*Requests*.
(A) From the Guyana travel article, reproduce word for word the passage starting at "Seeing the Amazon" and ending at "your next vacation.".
(B) Carry the Guyana travel article forward from its last sentence.

*Document text*.

Author: Vickie Lillo

Seeing the Amazon from an Amerindian Perspective

What if your tourism dollars could help save the Amazon rainforests and wildlife? What if your trip budget could go towards alleviating severe unemployment (60-70%) and conserving traditional culture on an Amerindian reservation? Vickie Lillo shares highlights from her family’s stay in Northern Amazonia, Guyana (think anacondas, waterfalls, and Amerindian Philosophy) as well as information on how to follow in her footsteps and delve deeper into the Amazon on your next vacation.

Field-Herping in Reservation Territory at Pakuri, Northern Amazonia


Family travel in Guyana
The winding road into the Lokono-Arawak Reservation has dried out slightly after last night’s torrential rains. Pools of shallow running water course alongside the shallow embankments, churning the sand into a soft greyish loam. Shloop, shloop, the muck suctions around the soles of our waders. The three of us – my husband Gustavo, 17-year old son Nicolas and I – are ‘field herping’ with our indigenous guides, on a quest for reptiles, amphibians, and invertebrates, here in northern Guyana, on the outskirts of the Amazon River Basin.

Just up ahead, past a towering breadfruit palm, our Amerindian guide, ‘Ducky’ Simon, scrambles up a mound of soil, silt, and clumps of weeds. Open savanna pans out in front of us. Dakama trees—used for BBQ coals—and monkey cutlass saplings dot the landscape, alternating between ground-level vegetation and sporadic patches of tall green grass. Interspersed with brown stalks the color of hay, the verdure grows haphazardly. Occasionally, a purple blossom, tousled by a whisper of wind, dances across the savanna plains.

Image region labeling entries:

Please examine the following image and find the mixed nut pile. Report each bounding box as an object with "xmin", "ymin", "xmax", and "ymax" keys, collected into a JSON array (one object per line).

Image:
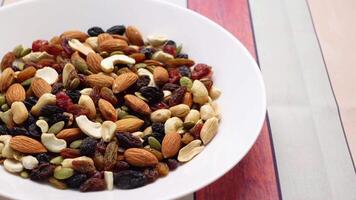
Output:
[{"xmin": 0, "ymin": 25, "xmax": 220, "ymax": 192}]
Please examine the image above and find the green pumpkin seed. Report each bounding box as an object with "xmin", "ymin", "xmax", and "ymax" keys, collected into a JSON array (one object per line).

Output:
[
  {"xmin": 148, "ymin": 136, "xmax": 162, "ymax": 151},
  {"xmin": 48, "ymin": 121, "xmax": 65, "ymax": 134},
  {"xmin": 49, "ymin": 156, "xmax": 64, "ymax": 165},
  {"xmin": 53, "ymin": 166, "xmax": 74, "ymax": 180},
  {"xmin": 69, "ymin": 140, "xmax": 83, "ymax": 149}
]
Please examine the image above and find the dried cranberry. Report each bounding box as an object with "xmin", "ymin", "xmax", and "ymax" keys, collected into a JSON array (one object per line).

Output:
[
  {"xmin": 116, "ymin": 132, "xmax": 142, "ymax": 149},
  {"xmin": 30, "ymin": 163, "xmax": 55, "ymax": 181},
  {"xmin": 192, "ymin": 64, "xmax": 212, "ymax": 80},
  {"xmin": 32, "ymin": 40, "xmax": 48, "ymax": 52},
  {"xmin": 168, "ymin": 87, "xmax": 187, "ymax": 107},
  {"xmin": 114, "ymin": 170, "xmax": 147, "ymax": 189}
]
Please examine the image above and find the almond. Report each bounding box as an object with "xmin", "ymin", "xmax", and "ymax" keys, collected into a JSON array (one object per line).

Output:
[
  {"xmin": 162, "ymin": 133, "xmax": 181, "ymax": 158},
  {"xmin": 98, "ymin": 33, "xmax": 114, "ymax": 45},
  {"xmin": 31, "ymin": 78, "xmax": 52, "ymax": 98},
  {"xmin": 115, "ymin": 118, "xmax": 144, "ymax": 132},
  {"xmin": 5, "ymin": 83, "xmax": 26, "ymax": 105},
  {"xmin": 125, "ymin": 26, "xmax": 144, "ymax": 46},
  {"xmin": 56, "ymin": 128, "xmax": 82, "ymax": 141},
  {"xmin": 153, "ymin": 67, "xmax": 169, "ymax": 85},
  {"xmin": 10, "ymin": 135, "xmax": 47, "ymax": 154},
  {"xmin": 99, "ymin": 39, "xmax": 128, "ymax": 53},
  {"xmin": 112, "ymin": 72, "xmax": 138, "ymax": 93},
  {"xmin": 86, "ymin": 52, "xmax": 103, "ymax": 74},
  {"xmin": 0, "ymin": 68, "xmax": 14, "ymax": 92},
  {"xmin": 60, "ymin": 30, "xmax": 88, "ymax": 42},
  {"xmin": 0, "ymin": 52, "xmax": 16, "ymax": 71},
  {"xmin": 124, "ymin": 148, "xmax": 158, "ymax": 167},
  {"xmin": 98, "ymin": 99, "xmax": 117, "ymax": 122},
  {"xmin": 86, "ymin": 74, "xmax": 114, "ymax": 88},
  {"xmin": 16, "ymin": 66, "xmax": 36, "ymax": 83}
]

*Exercise results*.
(A)
Seeing the Amazon from an Amerindian Perspective

What if your tourism dollars could help save the Amazon rainforests and wildlife? What if your trip budget could go towards alleviating severe unemployment (60-70%) and conserving traditional culture on an Amerindian reservation? Vickie Lillo shares highlights from her family’s stay in Northern Amazonia, Guyana (think anacondas, waterfalls, and Amerindian Philosophy) as well as information on how to follow in her footsteps and delve deeper into the Amazon on your next vacation.

(B)
“Frequently, the sun hides her face behind billowing wisps of nebula, only to materialize again without warning. She smiles so brightly I’m convinced her grin will burn through my broad-brimmed hat like a laser.”
We trek for an hour or so, one moment in blistering heat, the next under cover of clouds. Frequently, the sun hides her face behind billowing wisps of nebula, only to materialize again without warning. She smiles so brightly I’m convinced her grin will burn through my broad-brimmed hat like a laser. Tecumseh, our host’s son, dodges under a cashew tree. “Let’s take a break.” So, six of us huddle in the shade of the lofty evergreen; leathery leaves and clusters of pink flowers gather round the strange kidney-shaped drupes.

‘Buddy’ Tecumseh plucks a pair of orange fruits and hacks the nut from its shell with his machete. “And this is called the cashew apple,” he says, handing me the succulent part. “It’ll quench your thirst. It’s very sweet.” I suck on the refreshing nectar until my teeth are stained a nice yellow tincture and there’s not another drop of juice left. Re-invigorated, we set off toward the kokorite palms at the forest’s edge. Squawking green-rumped parrotlets fly overhead, lost in chatter.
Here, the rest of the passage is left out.